TASK DETAILS: Reproduce the portion of the article about Rush Limbaugh's death starting at "Rush’s Brother, David, a" and ending at "were previously published.", word for word.

PROVIDED PASSAGE:
- Opening Delimiter -

Legendary Conservative radio host Rush Limbaugh passed away Wednesday, with his death being announced on-air by his wife Kathryn, who said:
I, like you, very much wish Rush was behind this golden microphone now, welcoming you to another exceptional 3 hours of broadcasting. It is with profound sadness I must share with you directly that our beloved Rush, my wonderful husband, passed away this morning due to complications from lung cancer.
Describing himself as a “lover of mankind,” the “doctor of democracy,” a “harmless, lovable little fuzz ball,” and an “all-around good guy,” he was notable for his constant assertion that he had “talent on loan from God,” a gift he will ostensibly now have to give back.
Rush took to the air several months ago and cited his faith as a comfort to him as his health began to decline, explaining:
I have a personal relationship with Jesus Christ. It is of immense value, strength, confidence. That’s why I’m able to remain fully committed to the idea that what is supposed to happen will happen when it’s meant to.
The 70-year old political commentator shared last February that he has been diagnosed with Stage-4 lung cancer, a sickness which had a grim prognosis and which treatment focuses on slowing the progression of the disease, seeking to maintain quality of life, and minimizing symptoms wherever possible rather than curing it. [Editor’s note: This is known as “palliative care.”]
Limbaugh said back in October, speaking to 20 million listeners:
I feel more and more blessed hearing from you, knowing that you’re out there praying and everything else you’re doing. That is a blessing. It’s just a series of blessings. And I’m grateful to be able to come here to the studio and tell you about it and really maintain as much normalcy as I can…the only thing that any of us are certain of is right now, today. That’s why I thank God every morning when I wake up. I thank God that I did. I try to make it the best day that I can…I try to remain as committed to the idea that what’s supposed to happen will happen when it’s meant to.
I mentioned at the outset of this, on the first day I told you, that I have a personal relationship with Jesus Christ. It is of immense value, strength, confidence, and that’s why I’m able to remain fully committed to the idea of what is supposed to happen will happen when it’s meant to. There’s some comfort in knowing that some things are not in our hands. There’s a lot of fear associated with that too, but there is some comfort. It’s helpful to be able to trust and to believe in a higher plan.
While Rush had long spoken of his belief in God, it had always been in more generic types of reference, eschewing talk of repentance and faith in Christ with more broad terms and phrases such as, “This country needs to understand the importance of religion,” and “I believe in God.”
Even during the initial cancer revelation back in February, he said, “I told the staff today that I have a deeply personal relationship with God that I do not proselytize about, but I do, and I have been working that relationship tremendously.”
The fact that Rush was giving specific reference to Jesus and having a “personal relationship” with Christ was a new development for Limbaugh, and a sign that ought to give hope that we will see him in heaven one day.
Rush’s Brother, David, a well-known political commentator in his own right, is a professing evangelical Christian, and we can only pray that he ministered to Rush as the end grew near, helping him truly understand the gift of faith and everlasting life. David has so far not indicated any comments as to Rush’s spiritual state when he passed, writing only that “I’m not ready to speak yet but I’m so proud of my amazing, loving brother. Thousands of you have shared how much he meant to you. My brother was the real deal. I can’t describe how sad I am but also how proud I am of my big brother. I love and adore you Rush. Thank you all.”
Editor’s note. Portions of this article were previously published.

- Closing Delimiter -

EXERCISE DATA:
- Opening Delimiter -

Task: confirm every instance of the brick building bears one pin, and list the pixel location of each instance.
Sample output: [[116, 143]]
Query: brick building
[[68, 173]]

- Closing Delimiter -

ANSWER TO THE EXERCISE:
Rush’s Brother, David, a well-known political commentator in his own right, is a professing evangelical Christian, and we can only pray that he ministered to Rush as the end grew near, helping him truly understand the gift of faith and everlasting life. David has so far not indicated any comments as to Rush’s spiritual state when he passed, writing only that “I’m not ready to speak yet but I’m so proud of my amazing, loving brother. Thousands of you have shared how much he meant to you. My brother was the real deal. I can’t describe how sad I am but also how proud I am of my big brother. I love and adore you Rush. Thank you all.”
Editor’s note. Portions of this article were previously published.